## Prompt:
Change every "integer pixel coordinates" in the rows below to "whole-number pixel coordinates", and keep everything else the same.

## Data for the task:
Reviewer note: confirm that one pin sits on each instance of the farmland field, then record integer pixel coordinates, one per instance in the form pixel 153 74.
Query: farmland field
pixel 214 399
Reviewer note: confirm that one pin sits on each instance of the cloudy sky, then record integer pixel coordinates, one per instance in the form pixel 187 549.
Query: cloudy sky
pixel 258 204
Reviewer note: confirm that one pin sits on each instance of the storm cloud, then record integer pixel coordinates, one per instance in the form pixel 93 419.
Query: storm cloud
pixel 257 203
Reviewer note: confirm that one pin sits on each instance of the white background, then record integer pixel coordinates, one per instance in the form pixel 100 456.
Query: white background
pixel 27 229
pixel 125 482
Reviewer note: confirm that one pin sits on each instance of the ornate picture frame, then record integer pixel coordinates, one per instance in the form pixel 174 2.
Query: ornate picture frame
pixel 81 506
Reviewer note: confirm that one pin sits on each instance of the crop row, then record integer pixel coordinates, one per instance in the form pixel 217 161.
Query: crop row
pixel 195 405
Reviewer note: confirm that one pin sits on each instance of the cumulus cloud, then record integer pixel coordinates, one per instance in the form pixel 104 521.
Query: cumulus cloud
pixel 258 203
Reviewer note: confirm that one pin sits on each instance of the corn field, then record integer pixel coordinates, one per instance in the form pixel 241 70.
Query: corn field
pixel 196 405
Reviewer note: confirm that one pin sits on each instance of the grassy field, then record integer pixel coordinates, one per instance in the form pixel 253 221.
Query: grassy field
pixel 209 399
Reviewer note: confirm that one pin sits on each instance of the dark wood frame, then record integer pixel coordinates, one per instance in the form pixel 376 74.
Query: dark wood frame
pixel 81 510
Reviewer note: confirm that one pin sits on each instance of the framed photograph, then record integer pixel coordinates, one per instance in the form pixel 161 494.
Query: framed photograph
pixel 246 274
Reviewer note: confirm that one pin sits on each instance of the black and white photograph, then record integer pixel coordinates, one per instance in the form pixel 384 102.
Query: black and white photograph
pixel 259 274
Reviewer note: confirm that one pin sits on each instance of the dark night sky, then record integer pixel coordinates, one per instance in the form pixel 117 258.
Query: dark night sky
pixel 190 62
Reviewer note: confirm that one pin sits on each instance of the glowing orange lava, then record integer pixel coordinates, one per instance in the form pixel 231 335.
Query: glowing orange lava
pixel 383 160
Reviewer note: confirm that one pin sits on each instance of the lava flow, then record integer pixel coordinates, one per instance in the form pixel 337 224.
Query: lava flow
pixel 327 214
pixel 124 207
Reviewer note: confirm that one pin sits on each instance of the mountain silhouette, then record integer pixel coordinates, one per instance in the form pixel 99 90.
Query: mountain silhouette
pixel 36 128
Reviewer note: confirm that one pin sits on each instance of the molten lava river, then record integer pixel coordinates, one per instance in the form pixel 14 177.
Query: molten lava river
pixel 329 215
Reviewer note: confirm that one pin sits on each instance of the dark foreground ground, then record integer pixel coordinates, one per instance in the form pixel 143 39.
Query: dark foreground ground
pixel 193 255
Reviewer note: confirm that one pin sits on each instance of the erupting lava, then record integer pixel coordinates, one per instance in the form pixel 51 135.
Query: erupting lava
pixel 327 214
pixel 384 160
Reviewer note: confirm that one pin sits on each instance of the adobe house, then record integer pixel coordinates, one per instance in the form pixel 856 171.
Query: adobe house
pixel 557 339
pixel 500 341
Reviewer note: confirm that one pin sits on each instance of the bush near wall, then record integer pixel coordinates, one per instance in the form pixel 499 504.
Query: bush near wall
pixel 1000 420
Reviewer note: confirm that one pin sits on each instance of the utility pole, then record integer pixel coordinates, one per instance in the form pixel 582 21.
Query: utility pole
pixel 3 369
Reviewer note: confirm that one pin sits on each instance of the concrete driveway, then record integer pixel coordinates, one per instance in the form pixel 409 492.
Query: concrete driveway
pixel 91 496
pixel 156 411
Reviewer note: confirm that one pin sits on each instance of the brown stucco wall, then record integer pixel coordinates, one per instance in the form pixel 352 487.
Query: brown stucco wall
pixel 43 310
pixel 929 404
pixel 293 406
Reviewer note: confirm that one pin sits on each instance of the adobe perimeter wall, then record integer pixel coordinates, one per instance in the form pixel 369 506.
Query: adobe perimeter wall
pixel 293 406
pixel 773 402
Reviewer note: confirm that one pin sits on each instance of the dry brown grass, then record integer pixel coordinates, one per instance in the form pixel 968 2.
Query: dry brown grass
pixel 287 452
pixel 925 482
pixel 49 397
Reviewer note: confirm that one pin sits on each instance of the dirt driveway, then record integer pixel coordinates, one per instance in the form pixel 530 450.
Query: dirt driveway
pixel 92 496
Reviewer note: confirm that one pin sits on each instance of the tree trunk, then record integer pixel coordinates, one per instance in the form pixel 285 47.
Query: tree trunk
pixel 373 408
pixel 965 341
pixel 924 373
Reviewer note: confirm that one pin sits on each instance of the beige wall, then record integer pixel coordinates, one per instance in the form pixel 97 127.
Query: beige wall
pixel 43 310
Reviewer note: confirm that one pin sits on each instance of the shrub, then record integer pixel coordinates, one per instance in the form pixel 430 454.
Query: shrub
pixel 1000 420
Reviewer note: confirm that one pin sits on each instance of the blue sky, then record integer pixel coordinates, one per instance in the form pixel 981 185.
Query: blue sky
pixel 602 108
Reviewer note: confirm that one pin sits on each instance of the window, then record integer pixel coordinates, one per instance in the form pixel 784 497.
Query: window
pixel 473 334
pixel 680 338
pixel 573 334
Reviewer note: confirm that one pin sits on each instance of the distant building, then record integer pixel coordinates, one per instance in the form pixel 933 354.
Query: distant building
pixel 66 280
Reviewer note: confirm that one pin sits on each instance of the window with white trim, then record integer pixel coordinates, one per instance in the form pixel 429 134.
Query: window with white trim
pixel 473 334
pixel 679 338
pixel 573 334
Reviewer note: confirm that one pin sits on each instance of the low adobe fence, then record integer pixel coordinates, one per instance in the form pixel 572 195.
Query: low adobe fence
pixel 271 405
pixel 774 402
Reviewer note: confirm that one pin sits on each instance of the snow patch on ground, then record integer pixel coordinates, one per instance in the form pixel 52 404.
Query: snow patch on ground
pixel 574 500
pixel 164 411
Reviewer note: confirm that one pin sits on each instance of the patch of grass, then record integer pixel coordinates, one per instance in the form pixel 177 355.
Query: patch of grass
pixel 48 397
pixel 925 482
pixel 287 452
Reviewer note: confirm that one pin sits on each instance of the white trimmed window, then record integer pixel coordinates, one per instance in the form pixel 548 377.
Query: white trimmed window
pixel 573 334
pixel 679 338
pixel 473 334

## Solved problem:
Reviewer note: confirm that one pin sits on each instance of the farmland field, then record whole-number pixel coordinates, one per instance in the form pixel 153 74.
Query: farmland field
pixel 214 399
Reviewer note: confirm that one pin sits on each instance of the cloudy sky, then record whole-number pixel coordinates, one per instance in the form pixel 187 549.
Query: cloudy sky
pixel 258 204
Reviewer note: confirm that one pin sits on each instance of the storm cloud, then record whole-number pixel coordinates, one per instance in the form pixel 93 419.
Query: storm cloud
pixel 257 203
Reviewer note: confirm that one pin sits on each instance of the white background, then record whole-number pixel coordinates, one per instance in the form pixel 100 456.
Query: white background
pixel 27 229
pixel 125 482
Reviewer note: confirm that one pin sits on each instance of the ornate picture frame, then record whole-number pixel coordinates, one per instance in the form pixel 174 2.
Query: ornate picture frame
pixel 81 506
Reviewer note: confirm that one pin sits on each instance of the crop row, then record whole-number pixel coordinates, one per instance in the form pixel 217 161.
Query: crop row
pixel 195 405
Reviewer note: confirm that one pin sits on each instance of the cumulus cloud, then record whole-number pixel coordinates, one per instance in the form pixel 104 521.
Query: cumulus cloud
pixel 258 203
Reviewer note: confirm that one pin sits on each instance of the corn field, then record whole-number pixel coordinates, one per instance in the form pixel 241 70.
Query: corn field
pixel 196 405
Reviewer note: confirm that one pin sits on each instance of the grassy field, then record whole-number pixel coordinates, one per instance in the form pixel 253 221.
Query: grassy field
pixel 209 399
Reviewer note: confirm that one pin sits on each instance of the dark wood frame, then record whole-number pixel coordinates, one per instance in the form pixel 376 74.
Query: dark wood frame
pixel 81 510
Reviewer note: confirm that one pin sits on each instance of the framed photograph, then record whole-number pixel coordinates, one per instance in the form pixel 161 494.
Query: framed photograph
pixel 246 274
Reviewer note: confirm that one pin sits on each instance of the black and white photograph, then record whole-number pixel coordinates, one per instance in the form pixel 384 102.
Query: black and white photograph
pixel 259 274
Reviewer note: confirm that one pin sits on each instance of the dark night sky, then record whole-number pixel coordinates, one per instance in the form pixel 117 258.
Query: dark night sky
pixel 190 62
Reviewer note: confirm that one pin sits on each instance of the glowing orange lava, then record whole-number pixel coordinates, one per instance in the form pixel 231 335.
Query: glowing orange lava
pixel 383 160
Reviewer note: confirm that one pin sits on each instance of the lava flow, then record whole-number pixel coordinates, one per instance in the form pixel 337 224.
Query: lava flow
pixel 327 214
pixel 124 207
Reviewer note: confirm that one pin sits on each instance of the mountain silhouette, then record whole-number pixel coordinates, one per instance in the form pixel 99 90.
Query: mountain silhouette
pixel 36 128
Reviewer note: confirm that one pin sits on each instance of the molten lava river, then record whole-number pixel coordinates, one per instance in the form pixel 14 177.
Query: molten lava river
pixel 329 215
Reviewer note: confirm that one pin sits on each instance of the dark foreground ground, then record whole-number pixel coordinates, one per instance in the form pixel 143 39.
Query: dark foreground ground
pixel 193 255
Reviewer note: confirm that one pin sits on each instance of the erupting lava, then record whole-number pixel coordinates, one per instance in the form pixel 51 135.
Query: erupting lava
pixel 327 214
pixel 384 160
Reviewer note: confirm that one pin sits on each instance of the adobe house, then record whole-number pixel coordinates, one per instance in the form pixel 856 171.
Query: adobe house
pixel 557 339
pixel 500 341
Reviewer note: confirm that one pin sits on each instance of the bush near wall, then record whole-number pixel coordinates, one per instance in the form pixel 499 504.
Query: bush near wall
pixel 1000 420
Reviewer note: confirm that one pin sits on each instance of the utility pole, then record whole-number pixel coordinates, one per instance in the form pixel 582 21.
Query: utility pole
pixel 3 369
Reviewer note: confirm that one pin sits on each instance of the concrete driveway, then record whole-number pixel coordinates, one per instance in the form pixel 409 492.
Query: concrete driveway
pixel 91 496
pixel 156 411
Reviewer note: confirm that one pin sits on each instance of the brown stucco wall, then record whole-number pixel coordinates, one per instance in the form pixel 352 487.
Query: brown stucco wall
pixel 43 310
pixel 929 404
pixel 293 406
Reviewer note: confirm that one pin sits on each instance of the adobe perimeter wall, then record whole-number pixel coordinates, one per instance in the form pixel 369 506.
Query: adobe perimeter wall
pixel 293 406
pixel 773 402
Reviewer note: confirm that one pin sits on each instance of the dry brown grass, then record whole-number pixel coordinates, one per instance in the form pixel 968 2.
Query: dry brown grass
pixel 287 452
pixel 925 482
pixel 49 397
Reviewer note: confirm that one pin sits on each instance of the dirt driveway, then record whole-number pixel coordinates, one per instance in the form pixel 530 450.
Query: dirt driveway
pixel 92 496
Reviewer note: confirm that one pin sits on each instance of the tree trunk, then record whole-number pixel coordinates, one per instance in the form pixel 285 47.
Query: tree trunk
pixel 373 408
pixel 965 341
pixel 924 373
Reviewer note: confirm that one pin sits on each instance of the beige wall, then record whole-number pixel coordinates, one per instance in the form pixel 97 127.
Query: beige wall
pixel 43 310
Reviewer note: confirm that one pin sits on each instance of the shrub, then record whole-number pixel coordinates, one per instance in the form pixel 430 454.
Query: shrub
pixel 1000 420
Reviewer note: confirm that one pin sits on each instance of the blue sky, then record whole-number pixel coordinates, one per instance in the form pixel 981 185.
Query: blue sky
pixel 602 108
Reviewer note: confirm that one pin sits on each instance of the window, then record whole-number pixel coordinates, one per instance in the form pixel 784 497.
Query: window
pixel 473 334
pixel 680 338
pixel 573 334
Reviewer note: confirm that one pin sits on each instance of the distant building, then record whole-number pixel coordinates, one per instance in the form pixel 933 354.
Query: distant building
pixel 66 280
Reviewer note: confirm that one pin sits on each instance of the window with white trim, then record whole-number pixel coordinates, one per instance in the form pixel 429 134.
Query: window with white trim
pixel 473 334
pixel 679 338
pixel 573 334
Reviewer note: confirm that one pin sits on each instance of the low adobe fence, then record whole-number pixel coordinates, one per instance in the form pixel 572 195.
Query: low adobe fence
pixel 271 405
pixel 774 402
Reviewer note: confirm that one pin sits on each instance of the snow patch on ground, then record whole-number pixel coordinates, one per instance in the form pixel 52 404.
Query: snow patch on ground
pixel 574 500
pixel 164 411
Reviewer note: confirm that one pin sits on each instance of the patch of grass, then record whole-number pixel coordinates, one per instance in the form pixel 177 355.
Query: patch of grass
pixel 48 397
pixel 925 482
pixel 287 452
Reviewer note: confirm that one pin sits on each instance of the white trimmed window, then record whole-number pixel coordinates, one per instance in the form pixel 548 377.
Query: white trimmed window
pixel 573 334
pixel 679 338
pixel 473 334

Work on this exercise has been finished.